━━ SOURCE TEXT ━━

Why do you trust scripts from your package manager more than one from the official upstream Rust project? The Rust project also has a good security track record.
I trust them more because I choose who mantains the repos I use. I trust them more because I already have to trust them: they provide almost every single piece of software I run on my machine. In this case I'm on Fedora which has a good track record for security, stability, and only allowing free software.
It's not to say that I don't trust the Rust project, nowadays I kinda have to, but curl sh installation is messy and separated from the rest of the system. If they just packaged rustup into an rpm and set up their own repos I could point dnf to it would make system maintenance so much easier.
I just want them to use the tools that already exist instead of reinventing the wheel with an esoteric 700 lines-long sh script. This applies to Rust and any other kind of tooling that does the same installation workflow. I understand the reasoning behind it, but I believe the other options should also be considered and supported.
What's wrong with it as long as it comes from a https URL with low potential for typo squatting (a short .sh domain would be even more natural but maybe controversial and a bit expensive for just this)? You don't have to pipe it into sh, you can also redirect it ie "> install.sh" then examine it before running. What's the alternative? A dozen incompatible centralized lang-specific or distro-specific package managers? Might work for devs but not end users, might not work with all licenses, is extra work for distros + Mac OS so chances are the O/S you're using or would otherwise be using isn't covered, ...
The whole point of this installation method is ease of use. You can use it for convenience if you prefer it. I don't see the issue with providing more options not less.
Try examining the above script. It's a lot of work. It's not just a bunch of wget's and cp's, there are a bunch of subroutines and conditionals. Too much to look at.

━━━
━━ ENTRIES PROVIDED ━━

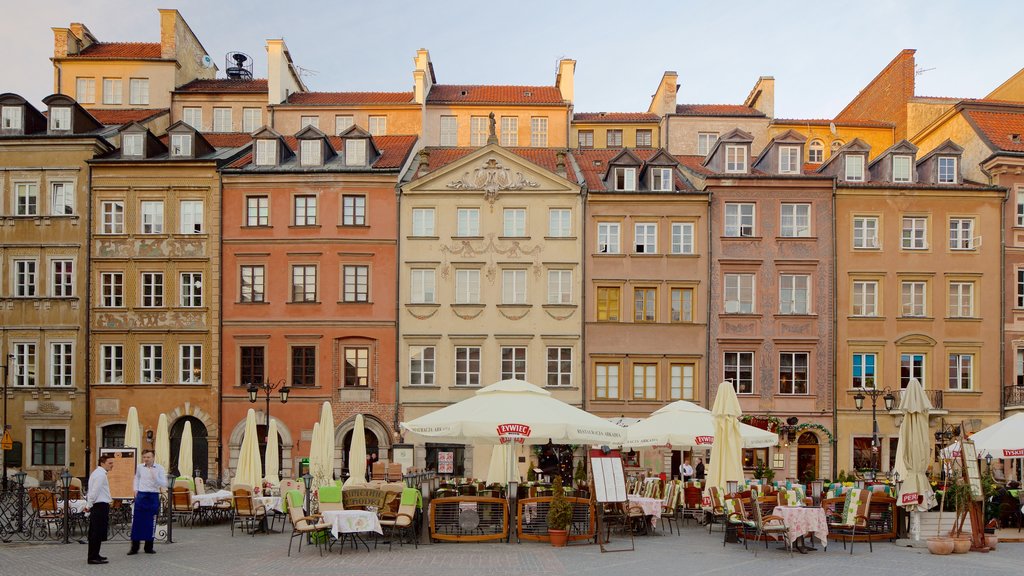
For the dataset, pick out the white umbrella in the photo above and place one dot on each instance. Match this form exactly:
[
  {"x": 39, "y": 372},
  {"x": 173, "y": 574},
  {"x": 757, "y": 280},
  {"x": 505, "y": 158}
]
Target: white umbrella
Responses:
[
  {"x": 685, "y": 424},
  {"x": 726, "y": 451}
]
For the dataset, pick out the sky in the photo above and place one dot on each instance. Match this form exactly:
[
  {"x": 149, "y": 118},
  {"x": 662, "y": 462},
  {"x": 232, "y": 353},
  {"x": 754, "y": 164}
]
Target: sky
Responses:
[{"x": 820, "y": 53}]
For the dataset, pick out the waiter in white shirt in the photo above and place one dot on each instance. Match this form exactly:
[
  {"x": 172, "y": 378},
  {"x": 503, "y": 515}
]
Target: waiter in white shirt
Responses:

━━━

PROBLEM A: Translate this sentence from the Rust installation thread into Spanish: "The whole point of this installation method is ease of use."
PROBLEM B: Write the next reply in the thread about installing Rust, picking up right after "Too much to look at."

EXPECTED ANSWER A: Todo el sentido de este método de instalación es la facilidad de uso.

EXPECTED ANSWER B:
Also as another user pointed out, uninstallation is a problem.
> Try examining the above script. It's a lot of work. It's not just a bunch of wget's and cp's, there are a bunch of subroutines and conditionals. Too much to look at.
This would be a reasonable counter-argument if most people could honestly claim to have inspected the source of >1% of the things they'd installed from apt-get/yum/etc.
"But I trust the maintainers of those repositories to verify correctness" - yes, and people trust the Rust maintainers, too.
I'll grant you that uninstallation is usually a good argument (though not in this particular case).
Ansible provides a module to install OS packages. It works with apt, yum, dnf, pacman, etc. This is just one of the implementation wrappers around a universal way to accomplish the task.
This same mechanism also allows uninstallations and relies on the OS to manage dependencies, which it does.
This one true way necessitates the "OS package manager" being the way for an OS to manage packages.
This exists, and tools exist to eliminate the need to memorize how to do these processes like update, remove, reinstall, rollback, etc. It also centralizes into one config Nd workflow your very limited number of trusted parties, what their GPG keys are, and how to validate, rescind, and securely handle and use those keys. It handles digest verification, sha sum validation, etc.
One way to do this exists by as many names as there are distro families, but it's one way nevertheless.
This way, with these keys, stored under the security postures built and refined over decades, exists.
The people complaining that this one way should be used turn out to have a valid point, and your suggestion is important, so it sounds like you're in agreement: let's use the OS package manager when installing OS packages. This way should be foremost, recommended, and most prominent. It's easier and safer. Do you disagree?
Can we please, please, please have someone write the authoritative article on why this is _actually_ a bad idea, so that it can be linked next time this conversation comes up, rather than merely intimating that it's bad?
...Yes, I'm intentionally invoking Cunningham's Law in the hopes that it exists and someone will link it here. Just to do a little due diligence, I searched for some answers, and found:
* https://stackoverflow.com/a/29389868/1040915 - "Because you are giving root access to whatever script you are executing. It can do a wide variety of nasty things." - apt-get and yum require sudo too.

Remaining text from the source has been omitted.